> [引用文]
-=-=-

地方創生。日本代表エンタテインメント 実現させるポイントは異業種間コラボ
撮影:宇都宮輝(鋤田事務所)
「あらゆる文化が大都市に集中しているという現状は、 全国組織であるACPCにとっても、大変重要な問題です」(中西)
「どこでも同じような街並になってしまうと面白くない。 私達は常に地域の特徴に応じたプロデュースをしています」(加藤)
上の写真はカトープレジャーグループが運営するコンサートホール、Mt.RAINIER HALL SHIBUYA PLEASURE PLEASUREの客席。中西健夫ACPC会長と、対談のお相手である同社代表取締役兼CEOの加藤友康さんが身を預けている椅子は、他のホールに設置してあるものより、明らかに座り心地がよさそうに見えます。「たかが椅子」ですが、「されど椅子」であることも確か。そこには様々なリゾート施設、ホテル、旅館、飲食店などをプロデュースしてきたカトープレジャーグループのノウハウ、そして中西会長のアドバイスも活きています。2013年の人材育成研修会で講師を務めていただいただけではなく、懇親会では同社が運営するSHOWER LOUNGE PLUSを会場として提供くださるなど、ACPCとも関わりが深い加藤さんと中西会長の会話は、ライブ・エンタテインメントと街の関係から、日本の文化全体へと広がります。

-=-=-

> [座標注釈の項目]
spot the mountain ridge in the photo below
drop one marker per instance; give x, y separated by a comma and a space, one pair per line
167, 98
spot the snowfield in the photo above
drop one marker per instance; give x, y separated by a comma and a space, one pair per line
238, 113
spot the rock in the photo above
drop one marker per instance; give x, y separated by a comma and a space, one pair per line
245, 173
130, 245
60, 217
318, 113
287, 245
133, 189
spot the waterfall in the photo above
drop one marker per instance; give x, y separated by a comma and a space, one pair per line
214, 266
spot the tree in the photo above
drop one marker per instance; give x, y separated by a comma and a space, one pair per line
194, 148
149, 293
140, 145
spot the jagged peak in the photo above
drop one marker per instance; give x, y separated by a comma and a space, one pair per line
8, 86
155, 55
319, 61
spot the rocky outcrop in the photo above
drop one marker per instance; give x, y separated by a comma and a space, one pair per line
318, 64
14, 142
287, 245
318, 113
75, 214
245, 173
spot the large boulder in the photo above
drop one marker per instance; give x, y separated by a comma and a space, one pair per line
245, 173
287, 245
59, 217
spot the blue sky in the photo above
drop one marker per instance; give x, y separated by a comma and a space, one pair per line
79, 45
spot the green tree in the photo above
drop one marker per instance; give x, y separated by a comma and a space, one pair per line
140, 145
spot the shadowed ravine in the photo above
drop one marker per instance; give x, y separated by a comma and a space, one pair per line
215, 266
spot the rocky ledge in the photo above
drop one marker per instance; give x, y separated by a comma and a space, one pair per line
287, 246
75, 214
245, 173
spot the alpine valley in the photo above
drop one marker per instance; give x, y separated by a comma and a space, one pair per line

-=-=-

> [必須課題]
A. 引用文のうち、「地方創生。日本代表エンタテインメント 実現させるポイントは異業種間コラボ」から「ュースをしています」(加藤)」までを、両端を含めて一字一句違えずに書き写しなさい。
B. 引用文を読み、次の問いに答えなさい。
(i) 中西の発言で、ACPCはどのような組織だと述べられているか。
(ii) 加藤友康さんのカトープレジャーグループでの役職は何か。
(iii) 2013年の人材育成研修会の懇親会で、会場として提供されたのはどこか。

> [解答例]
A.
地方創生。日本代表エンタテインメント 実現させるポイントは異業種間コラボ
撮影:宇都宮輝(鋤田事務所)
「あらゆる文化が大都市に集中しているという現状は、 全国組織であるACPCにとっても、大変重要な問題です」(中西)
「どこでも同じような街並になってしまうと面白くない。 私達は常に地域の特徴に応じたプロデュースをしています」(加藤)

B.
(i) 全国組織
(ii) 代表取締役兼CEO
(iii) SHOWER LOUNGE PLUS